YOUR INSTRUCTIONS
Print each entry below precisely as it reads.

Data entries
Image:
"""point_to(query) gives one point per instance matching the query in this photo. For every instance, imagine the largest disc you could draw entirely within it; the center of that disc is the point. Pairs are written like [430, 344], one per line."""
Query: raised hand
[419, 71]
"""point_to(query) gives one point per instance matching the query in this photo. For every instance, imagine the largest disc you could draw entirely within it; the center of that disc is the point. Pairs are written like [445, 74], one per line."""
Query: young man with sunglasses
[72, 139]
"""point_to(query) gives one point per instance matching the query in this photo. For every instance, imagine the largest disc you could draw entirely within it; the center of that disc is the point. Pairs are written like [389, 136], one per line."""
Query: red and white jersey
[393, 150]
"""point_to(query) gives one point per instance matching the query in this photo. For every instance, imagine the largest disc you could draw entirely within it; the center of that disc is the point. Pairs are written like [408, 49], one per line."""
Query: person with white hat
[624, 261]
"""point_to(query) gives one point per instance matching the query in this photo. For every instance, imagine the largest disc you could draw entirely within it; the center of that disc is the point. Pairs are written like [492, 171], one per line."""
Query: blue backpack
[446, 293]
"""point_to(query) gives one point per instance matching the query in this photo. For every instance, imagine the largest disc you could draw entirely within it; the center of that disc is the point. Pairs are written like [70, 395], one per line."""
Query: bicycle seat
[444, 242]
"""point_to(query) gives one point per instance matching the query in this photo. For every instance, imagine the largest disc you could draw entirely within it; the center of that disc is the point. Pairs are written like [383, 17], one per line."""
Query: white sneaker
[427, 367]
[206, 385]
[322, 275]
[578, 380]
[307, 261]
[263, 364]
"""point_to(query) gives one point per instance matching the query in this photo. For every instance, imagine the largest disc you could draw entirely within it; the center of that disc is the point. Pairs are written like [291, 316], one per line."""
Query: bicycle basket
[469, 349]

TASK ANSWER
Image:
"""point_to(query) gives one point per instance matching the query in this photo. For every instance, imagine the largest disc you could draw entirely within it; the center of that disc is the point. Pairs are written like [430, 344], one per line."""
Query: raised hand
[419, 71]
"""point_to(query) gives one point per instance matching the query in this photo. For every instance, imagine the largest disc you could draw entirely within it; the center of that disc is the point. Pairs are written like [445, 74], one per line."""
Query: young man with sunglasses
[72, 139]
"""point_to(query) gives one point per instance matching the query in this photo. For every instance, imagine the largest disc you could draw entirely within it; the center of that disc is the point. Pairs are written like [389, 136], one per line."""
Query: red and white jersey
[393, 150]
"""point_to(query) gives one point per instance matching the query in this photo. For every instance, imagine the largest disc you could draw entirely within it; the center of that disc is the point. Pairs are written like [408, 49], one per line."""
Query: person with white hat
[624, 261]
"""point_to(query) gives one point per instance matching the query in this photo. For every instance, imagine the largest disc you could draw entirely within it; the center of that disc is the point. Pairs are written like [492, 171], one per line."""
Query: blue backpack
[446, 293]
"""point_to(query) gives one point per instance matching the query in this photo. For every instance, imagine the largest disc you could draw entirely within it; the center of that disc is the point. Pairs are written like [70, 395], one per line."""
Query: bicycle seat
[444, 242]
"""point_to(query) gives one point per instance matching the query in this photo. For every instance, imagine the largest disc you could draw entirely within it; the center of that disc is the point. Pairs are written like [383, 17], one per line."""
Query: white sneaker
[427, 367]
[206, 385]
[322, 275]
[578, 380]
[307, 261]
[263, 364]
"""point_to(query) gives one point per instance matching the query in this photo. For every instance, imagine the largest disc you could draw entirely within it; the center of that disc is the point. Pairs are written like [291, 316], one per line."""
Query: bicycle basket
[469, 349]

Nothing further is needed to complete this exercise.